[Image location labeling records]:
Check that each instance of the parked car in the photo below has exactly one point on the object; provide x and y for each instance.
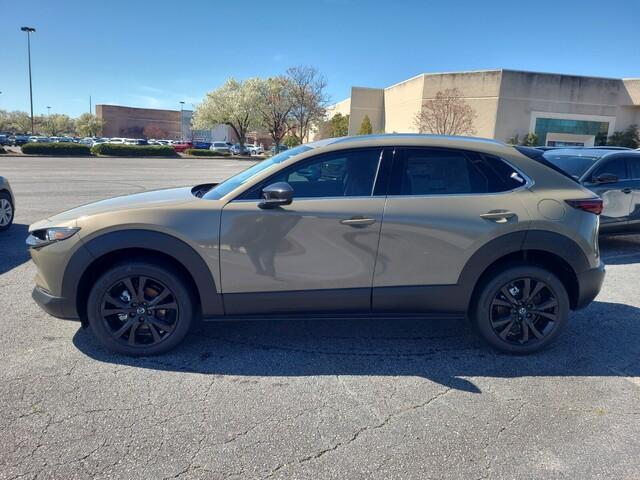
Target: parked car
(611, 173)
(201, 144)
(18, 140)
(7, 204)
(254, 149)
(222, 147)
(182, 146)
(470, 227)
(39, 139)
(275, 149)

[Instructions to follow]:
Rewrite the records with every "parked car" renamed to "parked vehicle" and everything else unchanged, leaving out the pictures.

[Task solution]:
Check that each instance of the parked vehicle in the photo below has exactly one point on the object; provide x and y for each instance.
Target: parked vehicle
(611, 173)
(201, 144)
(18, 140)
(7, 204)
(254, 149)
(222, 147)
(182, 146)
(470, 227)
(39, 139)
(275, 149)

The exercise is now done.